■ **Challenge**: The exercise asks for every line of the data to be reproduced exactly.

[BEGIN Working data]

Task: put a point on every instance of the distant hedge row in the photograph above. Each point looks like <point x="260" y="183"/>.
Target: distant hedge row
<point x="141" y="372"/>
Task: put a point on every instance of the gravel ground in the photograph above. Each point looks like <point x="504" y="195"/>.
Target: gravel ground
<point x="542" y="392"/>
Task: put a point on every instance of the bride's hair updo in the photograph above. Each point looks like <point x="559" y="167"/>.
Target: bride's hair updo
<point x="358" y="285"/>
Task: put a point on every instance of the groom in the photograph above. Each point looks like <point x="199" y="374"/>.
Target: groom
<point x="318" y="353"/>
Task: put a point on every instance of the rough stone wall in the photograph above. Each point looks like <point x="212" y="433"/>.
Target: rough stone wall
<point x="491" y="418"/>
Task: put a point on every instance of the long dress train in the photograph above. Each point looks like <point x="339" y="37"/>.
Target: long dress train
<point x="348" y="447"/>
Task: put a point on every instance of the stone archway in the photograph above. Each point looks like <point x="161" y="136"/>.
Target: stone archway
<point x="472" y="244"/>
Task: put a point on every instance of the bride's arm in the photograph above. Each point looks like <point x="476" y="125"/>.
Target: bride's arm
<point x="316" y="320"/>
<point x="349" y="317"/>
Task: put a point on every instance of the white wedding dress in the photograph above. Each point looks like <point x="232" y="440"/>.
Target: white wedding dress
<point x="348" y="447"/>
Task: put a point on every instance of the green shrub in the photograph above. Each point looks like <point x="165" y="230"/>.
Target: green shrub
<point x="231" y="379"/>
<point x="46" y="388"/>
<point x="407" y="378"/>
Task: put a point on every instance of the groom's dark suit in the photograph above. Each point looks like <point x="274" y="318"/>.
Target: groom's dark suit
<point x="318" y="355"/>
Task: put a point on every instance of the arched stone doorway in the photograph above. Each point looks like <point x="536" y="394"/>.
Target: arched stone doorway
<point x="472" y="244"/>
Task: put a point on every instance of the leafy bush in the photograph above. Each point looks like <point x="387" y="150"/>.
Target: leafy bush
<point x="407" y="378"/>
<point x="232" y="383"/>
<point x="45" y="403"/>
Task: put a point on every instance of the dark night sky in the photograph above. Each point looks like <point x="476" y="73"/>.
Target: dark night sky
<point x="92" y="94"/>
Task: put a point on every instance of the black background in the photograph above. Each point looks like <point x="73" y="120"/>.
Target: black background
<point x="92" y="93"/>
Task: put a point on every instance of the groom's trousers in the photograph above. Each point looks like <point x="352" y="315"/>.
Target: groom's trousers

[END Working data]

■ **The response**:
Task: put a point on every instance of the distant hedge row in the photograph above. Each point looks like <point x="260" y="183"/>.
Target: distant hedge row
<point x="141" y="372"/>
Task: put a point on every instance of the gravel ground in the photograph above. Each point looks like <point x="504" y="195"/>.
Target: gravel ground
<point x="542" y="392"/>
Task: put a point on every instance of the bride's hair updo in the photograph above. Each point looks like <point x="559" y="167"/>.
Target: bride's hair updo
<point x="358" y="285"/>
Task: put a point on every instance of the groom in the photograph above. Each point looks like <point x="199" y="374"/>.
Target: groom
<point x="318" y="353"/>
Task: put a point on every instance of the rough stone wall in the photograph above. Each point looks like <point x="212" y="433"/>.
Target: rough stone wall
<point x="491" y="418"/>
Task: put a point on every instance of the long dress train in the photograph above. Each point looks like <point x="339" y="37"/>.
Target: long dress train
<point x="348" y="447"/>
Task: put a point on every instance of the stone archway in the photograph above. Each point looks like <point x="161" y="136"/>.
Target: stone archway
<point x="472" y="244"/>
Task: put a point on every instance of the bride's arm in the photograph above. Each point looks like <point x="476" y="125"/>.
Target: bride's arm
<point x="316" y="320"/>
<point x="349" y="317"/>
Task: put a point on every instance of the white wedding dress in the photograph above. Each point looks like <point x="232" y="440"/>.
Target: white wedding dress
<point x="348" y="447"/>
Task: put a point on every instance of the green shrub in the photograph above. Each point looks like <point x="165" y="230"/>.
Target: green shrub
<point x="231" y="379"/>
<point x="46" y="388"/>
<point x="407" y="378"/>
Task: put a point on every instance of the groom's dark suit in the photograph above. Each point looks like <point x="274" y="318"/>.
Target: groom's dark suit
<point x="318" y="355"/>
Task: put a point on every instance of the arched stone doorway in the photograph above. Each point looks like <point x="536" y="394"/>.
Target: arched stone doorway
<point x="472" y="244"/>
Task: put a point on every instance of the leafy bush in the photograph above. Each point looks like <point x="387" y="150"/>.
Target: leafy bush
<point x="407" y="378"/>
<point x="232" y="383"/>
<point x="45" y="403"/>
Task: put a point on every instance of the dark night sky in the photograph above. Each point looks like <point x="476" y="73"/>.
Target: dark night sky
<point x="92" y="94"/>
Task: put a point on every instance of the black background in the photograph above. Each point looks like <point x="73" y="120"/>.
Target: black background
<point x="92" y="93"/>
Task: put a point on every instance of the groom's trousers in the photograph above. Each point looks like <point x="352" y="315"/>.
Target: groom's trousers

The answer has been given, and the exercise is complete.